• _TESTO ESTRATTO_
──────

Questo film, assurdamente, non è tanto facile da descrivere quanto lo è da analizzare. Gli elementi metaforici e simbolici, i riferimenti e le citazioni, sono così frequenti ed evidenti che di fatto costituiscono il messaggio che emerge, la parte che rappresenta il tutto, la sineddoche che l'autore/regista vuole mostrare. Il tema di fondo è, a conti fatti, la vita stessa, e non nel senso in cui qualunque opera, per definizione, discende dalla vita dei suoi autori, ma proprio perché nella complessiva figura retorica che il film rappresenta, ogni parte è il tutto, e le vite dei personaggi/attori/protagonisti, come emerge proprio nelle sequenze finali, sono esse stesse le storie principali: la storia di Cotard non è la sua, ma è quella di tutti, e quella di ognuno è quella di ogni altro, in una sorta di olismo che tuttavia non ha niente della mistica new-age.

Come in tutti i film di Kaufman, ci sono dei dettagli surreali, primo fra tutti l'immenso capannone che fa da set allo spettacolo, capace di contenere a sua volta un capannone che contiene un capannone, in aperta violazione di un preciso criterio dimensionale, ma a favore della solita metafora che deriva dal titolo. Si trova poi la casa in fiamme, che Hazel, l'assistente di Cotard, acquista così com'è, e in cui vive quotidianamente tra fuoco e fumo, accettandoli come fossero soltanto complementi d'arredo. Il tema del cambiamento di scala viene poi riflesso da un lato nel tentativo di Cotard di rimettere in scena tutta la sua realtà, e dall'altro nel lavoro di sua moglie, di fatto principale "antagonista", che dipinge ritratti minuscoli, che rimpiccioliscono sempre di più nel corso del film: mentre lui aumenta di dimensione, andando a includere sempre maggiori particolari e particolari dei particolari, Adele fa l'opposto, riducendo sempre di più, ma non di meno riuscendo a suo modo a mostrare il tutto che ha in mente. Ci sono in effetti decine di altri dettagli, apparentemente marginali, come il rapporto con Olive, la percezione del tempo, la continua mise en abyme (che ricorreva anche in Adaptation) per cui si assiste alla stessa scena più volte, ma riprodotta a diversi livelli da diverse persone con diversi significati, l'auricolare che nell'ultima parte suggerisce ai personaggi come muoversi, e riassume, nel drammatico, devastante finale, quanto fino a quel momento Cotard stesso aveva cercato di capire, e solo all'ultimo istante realizza.

──────

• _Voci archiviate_

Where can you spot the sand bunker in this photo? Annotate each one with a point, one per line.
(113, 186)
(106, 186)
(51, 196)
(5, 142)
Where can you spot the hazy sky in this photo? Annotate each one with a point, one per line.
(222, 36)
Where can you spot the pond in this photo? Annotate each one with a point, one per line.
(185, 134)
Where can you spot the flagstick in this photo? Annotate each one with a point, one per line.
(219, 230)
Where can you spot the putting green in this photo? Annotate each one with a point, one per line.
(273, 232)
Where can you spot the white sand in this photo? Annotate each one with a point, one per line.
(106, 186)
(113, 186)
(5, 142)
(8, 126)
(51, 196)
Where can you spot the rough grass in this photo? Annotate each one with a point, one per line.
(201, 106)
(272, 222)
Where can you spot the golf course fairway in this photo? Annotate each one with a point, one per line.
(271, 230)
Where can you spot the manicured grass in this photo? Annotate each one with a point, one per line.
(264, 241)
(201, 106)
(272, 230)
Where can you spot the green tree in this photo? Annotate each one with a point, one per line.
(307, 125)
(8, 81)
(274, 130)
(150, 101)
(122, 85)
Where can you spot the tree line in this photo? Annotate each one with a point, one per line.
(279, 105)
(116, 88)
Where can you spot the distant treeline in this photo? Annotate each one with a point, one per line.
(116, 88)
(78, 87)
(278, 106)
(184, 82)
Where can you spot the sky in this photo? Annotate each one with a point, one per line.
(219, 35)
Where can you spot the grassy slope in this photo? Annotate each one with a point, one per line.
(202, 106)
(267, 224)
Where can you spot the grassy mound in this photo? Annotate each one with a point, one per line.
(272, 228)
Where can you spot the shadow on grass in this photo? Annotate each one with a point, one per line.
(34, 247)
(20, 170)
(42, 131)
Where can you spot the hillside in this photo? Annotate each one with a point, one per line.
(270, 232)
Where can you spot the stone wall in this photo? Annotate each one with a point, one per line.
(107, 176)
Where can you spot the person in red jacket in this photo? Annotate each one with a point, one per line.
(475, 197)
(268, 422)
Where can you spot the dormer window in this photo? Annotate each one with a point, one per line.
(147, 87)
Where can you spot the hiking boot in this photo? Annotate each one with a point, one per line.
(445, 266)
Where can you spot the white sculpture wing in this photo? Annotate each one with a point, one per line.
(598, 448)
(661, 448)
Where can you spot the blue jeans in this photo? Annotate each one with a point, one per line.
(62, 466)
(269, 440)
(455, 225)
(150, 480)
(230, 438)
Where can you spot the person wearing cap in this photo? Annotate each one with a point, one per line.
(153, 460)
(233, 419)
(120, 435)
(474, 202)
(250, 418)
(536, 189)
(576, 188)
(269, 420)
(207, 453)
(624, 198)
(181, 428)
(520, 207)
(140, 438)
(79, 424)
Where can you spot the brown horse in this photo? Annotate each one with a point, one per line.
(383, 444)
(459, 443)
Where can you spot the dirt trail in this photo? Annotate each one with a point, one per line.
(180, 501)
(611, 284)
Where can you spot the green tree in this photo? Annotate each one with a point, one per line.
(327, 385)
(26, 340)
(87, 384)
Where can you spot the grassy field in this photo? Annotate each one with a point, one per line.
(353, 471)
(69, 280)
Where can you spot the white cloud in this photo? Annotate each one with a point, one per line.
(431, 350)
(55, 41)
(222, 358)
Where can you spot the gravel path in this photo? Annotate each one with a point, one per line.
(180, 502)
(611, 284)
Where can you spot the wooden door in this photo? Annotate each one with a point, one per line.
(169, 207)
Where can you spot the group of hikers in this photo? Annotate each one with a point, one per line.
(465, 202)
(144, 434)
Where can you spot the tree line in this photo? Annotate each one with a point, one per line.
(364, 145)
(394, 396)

──────

• _CONSEGNE_
A. Rispondi a queste domande sul testo relativo al film di Kaufman:
(i) Qual è il tema di fondo del film?
(ii) Che cosa acquista Hazel, l'assistente di Cotard?
(iii) Che tipo di ritratti dipinge la moglie di Cotard?
B. Scrivi il seguito del testo sul film di Kaufman, partendo dopo la sua ultima frase.

• _RISPOSTE_
A.
(i) La vita stessa.
(ii) Una casa in fiamme, così com'è.
(iii) Ritratti minuscoli, che diventano sempre più piccoli nel corso del film.

B.
Volendo paragonarlo con uno dei film precedenti, l'affinità maggiore è proprio con Adaptation, in cui Nicholas Cage interpreta lo stesso Kaufman alle prese con la sceneggiatura del film. Come il Kaufman di questo film, Cotard è insicuro, paranoico, quasi ossessivo-compulsivo, socialmente inadatto, sessualmente represso e profondamente depresso. Non è da escludere che questa tipologia di personalità sia quella del "vero" Charlie Kaufman, e che portarla su schermo sia un modo per esorcizzarla, ma non mi voglio spingere fino alle analisi psicologiche che comunque non aggiungerebbero molto. Di certo, il senso finale delle due pellicole è abbastanza diverso, forse perché Adaptation ha una vera e propria svolta dopo la metà, quando Kaufman chiede al suo (inesistente) gemello di scrivere lui il film, cambiando completamente tono alla storia. In Synecdoche, New York non sembra esserci un riscatto finale, e anzi proprio nelle ultime immagini tutto confluisce nel disastro e nella distruzione di quanto affermato, ma questo, d'altra parte, era il significato ultimo, quello che fin dall'inizio l'autore cercava di mostrare, e la lunga sineddoche si riannoda quindi manifestandosi un'ultima volta.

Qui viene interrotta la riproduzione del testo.